Exercise material
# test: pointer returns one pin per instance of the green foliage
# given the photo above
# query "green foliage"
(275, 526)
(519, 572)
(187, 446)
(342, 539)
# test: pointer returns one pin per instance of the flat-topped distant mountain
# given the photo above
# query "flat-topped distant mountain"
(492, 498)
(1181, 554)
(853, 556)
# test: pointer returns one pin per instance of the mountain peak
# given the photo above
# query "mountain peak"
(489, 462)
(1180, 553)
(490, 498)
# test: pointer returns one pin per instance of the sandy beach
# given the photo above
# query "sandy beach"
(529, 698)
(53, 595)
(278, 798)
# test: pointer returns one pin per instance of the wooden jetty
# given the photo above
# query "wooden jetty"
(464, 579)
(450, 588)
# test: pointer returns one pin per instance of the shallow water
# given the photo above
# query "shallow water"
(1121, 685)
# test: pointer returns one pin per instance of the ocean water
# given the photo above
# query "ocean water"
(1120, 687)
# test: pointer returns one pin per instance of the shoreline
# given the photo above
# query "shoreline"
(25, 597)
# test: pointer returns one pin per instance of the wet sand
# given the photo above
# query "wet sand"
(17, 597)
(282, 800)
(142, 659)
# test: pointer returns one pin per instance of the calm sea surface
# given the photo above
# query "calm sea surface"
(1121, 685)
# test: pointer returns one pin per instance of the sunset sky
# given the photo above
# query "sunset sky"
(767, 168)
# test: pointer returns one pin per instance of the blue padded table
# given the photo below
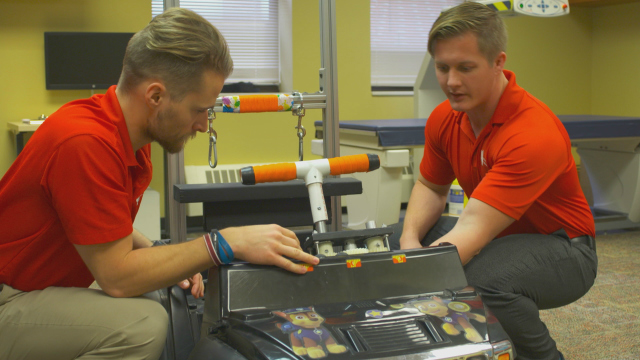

Exercise directions
Looking back over the data above, restate word for word the lines that begin at the line with "# test: pointer returns one pin per instance of the calm" and end at the line with "# test: pointer returns one pin per instance of the blue", inclusive.

Your solution
# test: pointer returns one pin per instance of the calm sea surface
# given the photo above
# query "calm sea surface"
(1121, 685)
# test: pointer returns one pin per instance of the sunset sky
# given the photo above
# query "sunset sky"
(767, 168)
# test: pointer returns one pin per instance of the blue padded table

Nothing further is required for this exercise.